• _Required work_: After finding the line that includes "the woman with" in the records below, transcribe it and each line after it through the last, exactly, and add nothing.

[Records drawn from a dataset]
* * * * * * *
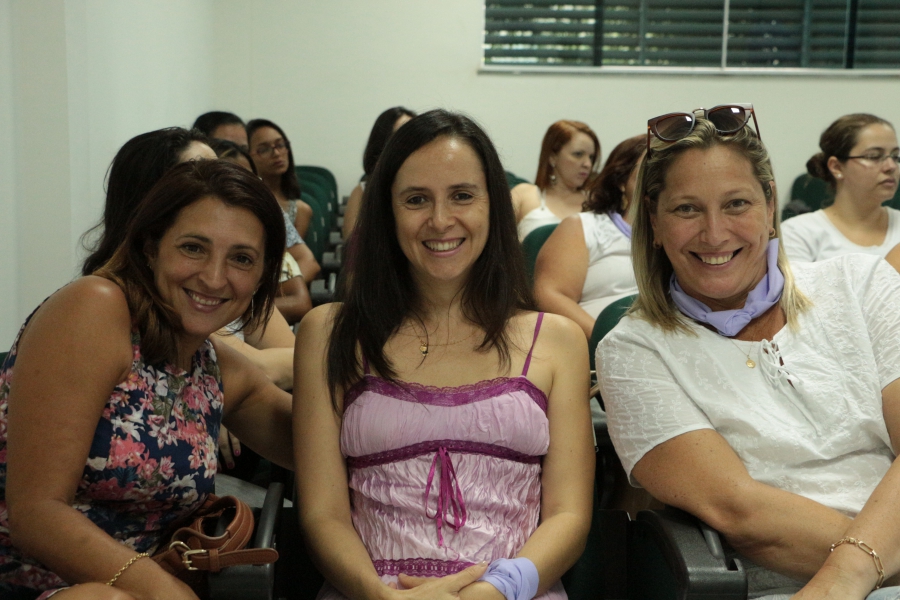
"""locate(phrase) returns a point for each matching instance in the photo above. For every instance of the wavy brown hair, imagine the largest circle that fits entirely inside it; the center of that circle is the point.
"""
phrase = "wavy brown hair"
(558, 135)
(378, 290)
(156, 321)
(605, 195)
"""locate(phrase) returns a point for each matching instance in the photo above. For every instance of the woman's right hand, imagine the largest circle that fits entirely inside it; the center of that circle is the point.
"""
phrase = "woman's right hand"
(439, 588)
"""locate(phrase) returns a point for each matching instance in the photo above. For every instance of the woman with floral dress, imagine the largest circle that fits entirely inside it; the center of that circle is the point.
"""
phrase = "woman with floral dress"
(112, 395)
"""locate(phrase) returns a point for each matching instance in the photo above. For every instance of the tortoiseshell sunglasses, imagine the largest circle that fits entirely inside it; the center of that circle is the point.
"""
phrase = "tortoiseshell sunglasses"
* * * * * * *
• _Output below_:
"""locate(phrase) returns a point for each matching instance in the photo above. For every instance of the woman with floral dress, imagine the largest circle that fits entirely inside it; the center of that circle is the point.
"""
phrase = "woman with floral dress"
(112, 395)
"""locate(phrase) returns a point for each matching instance in the photo above. For every instance of the tortoiseshell sunglasses, imagine the largest circle that fits entirely inside it; the center of that circle is the point.
"""
phrase = "tortoiseshell sunglasses"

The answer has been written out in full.